Region pointing data:
= = = = = = =
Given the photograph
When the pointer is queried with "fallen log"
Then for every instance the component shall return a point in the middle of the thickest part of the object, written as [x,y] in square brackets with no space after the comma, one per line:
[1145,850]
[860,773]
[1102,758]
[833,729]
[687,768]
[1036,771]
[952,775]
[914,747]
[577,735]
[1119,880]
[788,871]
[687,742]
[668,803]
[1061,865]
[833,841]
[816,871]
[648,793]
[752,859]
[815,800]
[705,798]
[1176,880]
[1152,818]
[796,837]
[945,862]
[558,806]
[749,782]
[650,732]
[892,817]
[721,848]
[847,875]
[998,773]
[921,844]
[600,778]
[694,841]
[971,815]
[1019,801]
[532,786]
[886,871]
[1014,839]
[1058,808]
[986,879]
= = = = = = =
ASSIGNMENT: Write out, word for word, the lines from the one containing "Then for every" through the end of the records, with no other lines.

ANSWER SPACE:
Then for every instance the component shall return a point in the middle of the thickest part of the object, written as [x,y] in square brackets with no space after the comma, one per line:
[1145,850]
[860,773]
[1102,758]
[833,729]
[687,768]
[1036,771]
[952,775]
[914,747]
[577,735]
[1119,880]
[788,871]
[687,742]
[668,803]
[1061,865]
[833,841]
[816,871]
[648,793]
[752,859]
[815,800]
[705,798]
[1176,880]
[1152,818]
[796,837]
[945,862]
[558,806]
[749,782]
[650,732]
[892,817]
[721,848]
[847,875]
[998,773]
[921,844]
[600,778]
[694,841]
[971,815]
[1019,801]
[532,786]
[886,871]
[1014,839]
[1058,808]
[986,879]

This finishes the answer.